[SOURCE DOCUMENT]
<<<<

A key limitation in coupling coastal-ocean and hydrologic models arises from their disparate spatial and temporal scales. ADCSWAN, which was developed as a two-dimensional (depth-averaged) framework (Dietrich et al., 2011), addresses this by exchanging the fields between the surge and wave components. Meteorological forcing (winds and atmospheric pressure) is applied to ADCIRC along with tidal boundary conditions; wind stress and barometric effects generate storm surge, from which the water levels and currents are calculated (typically at hourly or sub-hourly intervals) and passed to UnSWAN. UnSWAN then updates the wave field, which in turn provides radiation-stress gradients and wind-related shear contributions back to ADCIRC, closing the feedback loop consistent with classical wave–current interaction theory (Longuet-Higgins and Stewart, 1964).
In this study, ADCSWAN was implemented to reproduce sea-level fluctuations and the associated surge and high-wave conditions during typhoons, accounting for synoptic pressure drops, offshore winds, and storm translation speed. The unstructured triangular mesh (as shown in Fig. 3) allowed a refined representation of the coastline and targeted local embedding within a larger regional grid. Following the coastal flood-forecasting guidelines of the Korea Hydrographic and Oceanographic Agency (KHOA), the ADCIRC–SWAN system was applied to simulate inundation, explicitly accounting for the combined effects of storm surge and sea-level rise.

>>>>

[SUPPLIED INFORMATION]
<<<<

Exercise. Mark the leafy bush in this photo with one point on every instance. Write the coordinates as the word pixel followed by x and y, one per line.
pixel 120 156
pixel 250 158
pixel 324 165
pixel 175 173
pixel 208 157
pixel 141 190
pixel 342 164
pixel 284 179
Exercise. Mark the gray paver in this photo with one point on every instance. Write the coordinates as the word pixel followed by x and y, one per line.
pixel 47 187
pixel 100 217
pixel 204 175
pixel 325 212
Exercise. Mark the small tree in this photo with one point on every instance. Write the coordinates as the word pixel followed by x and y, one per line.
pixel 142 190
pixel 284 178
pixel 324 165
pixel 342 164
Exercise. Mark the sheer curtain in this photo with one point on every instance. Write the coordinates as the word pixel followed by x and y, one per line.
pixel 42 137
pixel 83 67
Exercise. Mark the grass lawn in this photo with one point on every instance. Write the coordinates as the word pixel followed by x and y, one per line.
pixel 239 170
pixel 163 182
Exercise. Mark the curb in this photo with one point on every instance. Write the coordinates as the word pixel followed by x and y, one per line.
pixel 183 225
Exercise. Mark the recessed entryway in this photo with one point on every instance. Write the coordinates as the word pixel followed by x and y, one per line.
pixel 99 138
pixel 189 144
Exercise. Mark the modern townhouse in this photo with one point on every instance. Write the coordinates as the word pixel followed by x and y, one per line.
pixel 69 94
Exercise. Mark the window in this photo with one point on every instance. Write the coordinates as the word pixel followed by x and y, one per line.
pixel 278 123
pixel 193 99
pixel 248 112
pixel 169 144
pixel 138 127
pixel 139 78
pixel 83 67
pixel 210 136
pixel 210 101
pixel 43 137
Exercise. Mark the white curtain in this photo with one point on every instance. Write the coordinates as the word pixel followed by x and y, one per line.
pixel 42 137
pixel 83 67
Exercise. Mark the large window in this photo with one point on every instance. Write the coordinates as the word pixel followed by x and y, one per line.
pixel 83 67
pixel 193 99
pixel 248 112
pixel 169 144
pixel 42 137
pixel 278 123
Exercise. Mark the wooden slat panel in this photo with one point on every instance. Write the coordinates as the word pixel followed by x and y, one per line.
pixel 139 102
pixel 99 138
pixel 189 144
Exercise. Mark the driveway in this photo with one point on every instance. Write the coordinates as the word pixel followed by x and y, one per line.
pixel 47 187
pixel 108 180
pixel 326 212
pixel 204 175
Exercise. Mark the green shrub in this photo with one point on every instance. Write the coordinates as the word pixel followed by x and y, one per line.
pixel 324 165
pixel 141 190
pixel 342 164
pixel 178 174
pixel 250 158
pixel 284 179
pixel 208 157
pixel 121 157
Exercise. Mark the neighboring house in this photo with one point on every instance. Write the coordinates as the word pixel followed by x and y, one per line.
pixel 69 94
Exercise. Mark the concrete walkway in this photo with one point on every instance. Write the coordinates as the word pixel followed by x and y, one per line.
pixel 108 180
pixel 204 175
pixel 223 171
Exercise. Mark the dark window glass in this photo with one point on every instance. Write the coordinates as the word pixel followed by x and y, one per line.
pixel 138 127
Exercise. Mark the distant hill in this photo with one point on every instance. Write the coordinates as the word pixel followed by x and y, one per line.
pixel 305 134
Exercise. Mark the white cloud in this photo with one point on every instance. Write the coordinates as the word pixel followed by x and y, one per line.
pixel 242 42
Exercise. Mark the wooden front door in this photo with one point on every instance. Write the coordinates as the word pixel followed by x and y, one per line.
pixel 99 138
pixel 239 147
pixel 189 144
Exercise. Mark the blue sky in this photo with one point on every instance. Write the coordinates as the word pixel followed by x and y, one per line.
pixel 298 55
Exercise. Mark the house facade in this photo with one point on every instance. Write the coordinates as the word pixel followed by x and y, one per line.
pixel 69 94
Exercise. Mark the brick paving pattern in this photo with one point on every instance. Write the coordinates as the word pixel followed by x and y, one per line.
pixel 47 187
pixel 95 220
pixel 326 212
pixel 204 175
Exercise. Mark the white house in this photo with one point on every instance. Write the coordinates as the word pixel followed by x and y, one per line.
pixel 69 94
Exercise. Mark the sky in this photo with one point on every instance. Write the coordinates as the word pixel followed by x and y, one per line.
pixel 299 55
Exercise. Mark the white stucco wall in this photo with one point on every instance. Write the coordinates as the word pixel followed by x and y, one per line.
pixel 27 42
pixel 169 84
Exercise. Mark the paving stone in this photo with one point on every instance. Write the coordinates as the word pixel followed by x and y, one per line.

>>>>

[WHAT THIS EXERCISE ASKS]
• A. Say whether each statement below agrees with the passage on coupled surge and wave modeling, and give the deciding words of the passage for each: (i) Water levels and currents computed in ADCIRC are passed to UnSWAN. (ii) ADCSWAN was developed as a three-dimensional framework. (iii) The study used a structured rectangular mesh.
• B. Swap "typhoons" for "hurricanes" in the passage on coupled surge and wave modeling, giving the part starting at "In this study, ADCSWAN" and ending at "and sea-level rise.".

[ANSWERS TO THE PROBLEMS]
• A.
(i) Yes: "from which the water levels and currents are calculated (typically at hourly or sub-hourly intervals) and passed to UnSWAN"
(ii) No: "ADCSWAN, which was developed as a two-dimensional (depth-averaged) framework"
(iii) No: "The unstructured triangular mesh (as shown in Fig. 3) allowed a refined representation of the coastline"

• B.
In this study, ADCSWAN was implemented to reproduce sea-level fluctuations and the associated surge and high-wave conditions during hurricanes, accounting for synoptic pressure drops, offshore winds, and storm translation speed. The unstructured triangular mesh (as shown in Fig. 3) allowed a refined representation of the coastline and targeted local embedding within a larger regional grid. Following the coastal flood-forecasting guidelines of the Korea Hydrographic and Oceanographic Agency (KHOA), the ADCIRC–SWAN system was applied to simulate inundation, explicitly accounting for the combined effects of storm surge and sea-level rise.